Begin Selection
Recipe By : Pillsbury Classic Cookbooks, #289, Easy Meals for 2
Serving Size : 2 Preparation Time :0:00
Categories : Volume 9-11 Nov 2006

Amount Measure Ingredient -- Preparation Method
-------- ------------ --------------------------------
3/4 cup shredded Cheddar cheese -- (3 ounces)
2 cups refrigerated shredded hash-brown potatoes
[from a 20-ounce bag]
1/4 cup chopped green onions -- (4 medium)
1/2 teaspoon seasoned salt
1/8 teaspoon pepper
2 eggs
1/8 teaspoon Italian seasoning

Heat oven to 400 F. Spray 2 (2 cup) ovenproof bowls or ramekins with
cooking spray.

Reserve 2 tablespoons of the cheese for topping. In medium bowl, mix
remaining cheese, the potatoes, onions, 1/4 teaspoon of the seasoned salt
and the pepper. Press mixture in bottom and up side of each bowl, leaving
indentation in center.
End Selection
Begin Dataset excerpts
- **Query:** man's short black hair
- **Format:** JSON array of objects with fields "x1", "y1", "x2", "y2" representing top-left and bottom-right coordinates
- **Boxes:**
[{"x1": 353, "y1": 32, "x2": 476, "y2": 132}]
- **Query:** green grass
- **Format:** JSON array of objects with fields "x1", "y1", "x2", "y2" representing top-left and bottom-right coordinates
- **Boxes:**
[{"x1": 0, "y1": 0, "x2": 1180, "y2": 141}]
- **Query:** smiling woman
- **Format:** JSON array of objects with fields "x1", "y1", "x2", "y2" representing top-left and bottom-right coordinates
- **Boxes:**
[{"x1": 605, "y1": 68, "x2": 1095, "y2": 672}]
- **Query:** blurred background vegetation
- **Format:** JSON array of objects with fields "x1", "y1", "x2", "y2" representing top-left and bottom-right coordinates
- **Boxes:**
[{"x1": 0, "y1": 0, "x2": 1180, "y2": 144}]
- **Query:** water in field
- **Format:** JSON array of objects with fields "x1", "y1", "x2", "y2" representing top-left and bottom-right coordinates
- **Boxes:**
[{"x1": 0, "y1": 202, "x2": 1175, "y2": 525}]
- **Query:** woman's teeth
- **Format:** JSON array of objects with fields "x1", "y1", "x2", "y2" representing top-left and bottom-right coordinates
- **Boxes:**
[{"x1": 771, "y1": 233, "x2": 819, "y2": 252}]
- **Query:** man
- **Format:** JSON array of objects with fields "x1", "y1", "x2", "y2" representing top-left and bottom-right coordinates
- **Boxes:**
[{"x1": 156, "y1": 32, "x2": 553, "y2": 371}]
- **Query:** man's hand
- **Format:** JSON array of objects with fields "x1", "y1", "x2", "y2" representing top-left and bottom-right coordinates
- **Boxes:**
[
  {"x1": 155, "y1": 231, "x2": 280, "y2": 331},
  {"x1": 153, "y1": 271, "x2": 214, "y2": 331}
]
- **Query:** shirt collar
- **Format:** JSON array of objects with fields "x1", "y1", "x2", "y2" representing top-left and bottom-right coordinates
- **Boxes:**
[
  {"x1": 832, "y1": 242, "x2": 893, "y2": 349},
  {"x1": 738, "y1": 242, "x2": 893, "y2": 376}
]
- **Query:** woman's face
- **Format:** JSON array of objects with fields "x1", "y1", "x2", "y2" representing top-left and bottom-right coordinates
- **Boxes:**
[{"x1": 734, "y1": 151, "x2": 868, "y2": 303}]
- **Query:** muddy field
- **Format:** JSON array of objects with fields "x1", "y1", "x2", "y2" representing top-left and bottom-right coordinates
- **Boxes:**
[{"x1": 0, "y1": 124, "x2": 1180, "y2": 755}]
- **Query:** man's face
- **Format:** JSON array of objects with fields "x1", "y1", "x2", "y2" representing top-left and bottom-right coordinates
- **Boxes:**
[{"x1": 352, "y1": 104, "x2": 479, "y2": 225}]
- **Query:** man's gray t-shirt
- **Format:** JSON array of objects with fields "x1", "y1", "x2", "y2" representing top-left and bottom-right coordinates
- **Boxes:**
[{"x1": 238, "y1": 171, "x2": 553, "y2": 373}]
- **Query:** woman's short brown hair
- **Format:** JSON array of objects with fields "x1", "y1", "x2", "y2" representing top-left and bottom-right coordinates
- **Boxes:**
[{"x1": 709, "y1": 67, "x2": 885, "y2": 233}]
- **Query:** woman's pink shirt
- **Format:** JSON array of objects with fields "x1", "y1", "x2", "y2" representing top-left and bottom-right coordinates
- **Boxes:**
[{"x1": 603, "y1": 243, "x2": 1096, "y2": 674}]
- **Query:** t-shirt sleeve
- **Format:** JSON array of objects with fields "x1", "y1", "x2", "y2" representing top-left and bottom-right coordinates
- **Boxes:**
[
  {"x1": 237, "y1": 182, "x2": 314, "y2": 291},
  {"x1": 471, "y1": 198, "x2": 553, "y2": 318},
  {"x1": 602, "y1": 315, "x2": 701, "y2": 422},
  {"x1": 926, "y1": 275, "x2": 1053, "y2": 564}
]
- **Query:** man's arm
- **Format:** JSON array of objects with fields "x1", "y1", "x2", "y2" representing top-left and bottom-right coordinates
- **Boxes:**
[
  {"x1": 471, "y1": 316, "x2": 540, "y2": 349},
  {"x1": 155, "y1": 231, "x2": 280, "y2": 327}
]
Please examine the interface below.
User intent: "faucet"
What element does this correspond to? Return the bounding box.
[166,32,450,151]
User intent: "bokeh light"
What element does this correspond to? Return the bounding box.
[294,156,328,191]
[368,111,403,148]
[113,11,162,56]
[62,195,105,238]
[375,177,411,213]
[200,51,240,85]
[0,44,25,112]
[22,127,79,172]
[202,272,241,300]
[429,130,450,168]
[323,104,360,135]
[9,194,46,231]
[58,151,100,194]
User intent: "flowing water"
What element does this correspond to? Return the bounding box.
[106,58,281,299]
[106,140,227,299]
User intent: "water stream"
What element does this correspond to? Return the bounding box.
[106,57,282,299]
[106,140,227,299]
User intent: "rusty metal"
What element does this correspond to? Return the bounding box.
End Dataset excerpts
**Problems and tasks**
• A. In the hash-brown recipe, to what temperature should the oven be heated?
• B. Reproduce the hash-brown recipe word for word, from "Amount Measure Ingredient" up to and including "cooking spray.".
• C. Write the next part of the hash-brown recipe, starting after its last sentence.

**Results of the exercise**
• A. 400 F

• B.
Amount Measure Ingredient -- Preparation Method
-------- ------------ --------------------------------
3/4 cup shredded Cheddar cheese -- (3 ounces)
2 cups refrigerated shredded hash-brown potatoes
[from a 20-ounce bag]
1/4 cup chopped green onions -- (4 medium)
1/2 teaspoon seasoned salt
1/8 teaspoon pepper
2 eggs
1/8 teaspoon Italian seasoning

Heat oven to 400 F. Spray 2 (2 cup) ovenproof bowls or ramekins with
cooking spray.

• C.
Bake for 25 to 30 minutes or until edges are golden brown and crisp. remove
from oven. Break egg into center of each cup. Sprinkle with remaining 1/4
teaspoon seasoned salt, the Italian seasoning and reserved 2 tablespoons
cheese. Return to oven; bake 8 to 12 minutes longer or until eggs are set
and of desired doneness.

Makes 2 servings.

Source :
""Pillsbury Classic Cookbooks, #289, Easy Meals for 2, March, 2005, p.
S(mastercook formatting by): ""

NOTES : Tip: For a soft center, remove egg cups at the minimum cooking
time; leave them in longer for a firm or "hard" cooked egg.

Bobbie's Note: These were very good. They take quite a bit of time to
prepare and cook so are for lazy weekend mornings only. We served ours with
fruit and sausage patties.

Contributed to the FareShare Gazette by Bobbie; 16 November 2006.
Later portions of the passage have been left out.